### 文書の抜粋:

>>>>

僕は『赤ひげ』の脚本に関わっていないけど、映画は観たの。観て、三船君の出来が悪いとは思わなかったね。小国旦那が、どうしてそういうことを言ったのか、僕にはよく分からない。
だけど、黒澤さんと三船君が『赤ひげ』が最後になったというのは、以前からそういうことにならざるを得ない原因が色々と積み重なっていたためであって、『赤ひげ』が直接の原因ではないでしょう。
三船くんは、脚本に書かれていたのとは違う芝居をしていた訳じゃなくて、ちゃんと演じていた。
もし彼の芝居が違っていたのなら、黒澤さんは必ず指摘をしたはず。
そこは厳しい人だからね。何も言わなくてもOKしている訳だから、小国旦那の勘違いか何かだと思うね。
完璧とまではいわないけど、三船くんの芝居はよく出来ていた。

<<<<

### 表示データ:
>>>>

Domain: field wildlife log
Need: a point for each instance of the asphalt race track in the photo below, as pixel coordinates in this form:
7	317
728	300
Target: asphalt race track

<<<<

### やること:
**A)** 『赤ひげ』をめぐる談話では、三船君の芝居が違っていた場合、黒澤さんは何をしたはずだと述べられているか。
**B)** 『赤ひげ』をめぐる談話のうち、「僕は『赤ひげ』の脚本に関わっ」から「完璧とまではいわないけど、三船くんの芝居はよく出来ていた。」までの部分を、そのまま書き写してください。
**C)** 『赤ひげ』をめぐる談話を、最後の文の後から書き継ぐ。

### 出力一覧:
**A)** 必ず指摘をしたはずだと述べられている。

**B)**
僕は『赤ひげ』の脚本に関わっていないけど、映画は観たの。観て、三船君の出来が悪いとは思わなかったね。小国旦那が、どうしてそういうことを言ったのか、僕にはよく分からない。
だけど、黒澤さんと三船君が『赤ひげ』が最後になったというのは、以前からそういうことにならざるを得ない原因が色々と積み重なっていたためであって、『赤ひげ』が直接の原因ではないでしょう。
三船くんは、脚本に書かれていたのとは違う芝居をしていた訳じゃなくて、ちゃんと演じていた。
もし彼の芝居が違っていたのなら、黒澤さんは必ず指摘をしたはず。
そこは厳しい人だからね。何も言わなくてもOKしている訳だから、小国旦那の勘違いか何かだと思うね。
完璧とまではいわないけど、三船くんの芝居はよく出来ていた。

**C)**
では、離れていかざるを得ない理由とは、何だったのか。
続けて橋本は語る。
最初の問題の発生は、マクベスを翻訳した『蜘蛛巣城』。これは僕にも責任があるんだけど、僕は武時という男が、犯してはならない女を犯してしまい、最後に矢を射られて、ハリネズミの様に死んでいくといった話を書こうとしていたのね。
その企画を黒澤さんに話したら『それは面白い』ということになって『蜘蛛巣城』のラストに使われたの。
矢を浴びるシーンは、成城大学の弓道部の学生たちをアルバイトで使って、実際の矢でロケをやったわけだから、三船君の顔面や肩の近くに本物の矢が飛んできて突き刺さるわけだから、恐怖を感じないわけはないよね。
そんなことがあって、三船君は酒の量か増えたときに、車に乗って片手に刀を持ち、監督が泊まっていた旅館の周りを『黒澤さんのバカ!』と怒鳴ってぐるぐる回るわけ。
黒澤さんは怖いもんだから、部屋の中で籠っていた。
僕から見ると、黒澤さんは三船くんを怖がっていた気がする。ただ、監督と三船君の両者の間にはいろいろなkとがあって、複雑な影を落としていたことは間違いない。
たまたま『赤ひげ』が最後になってだけで。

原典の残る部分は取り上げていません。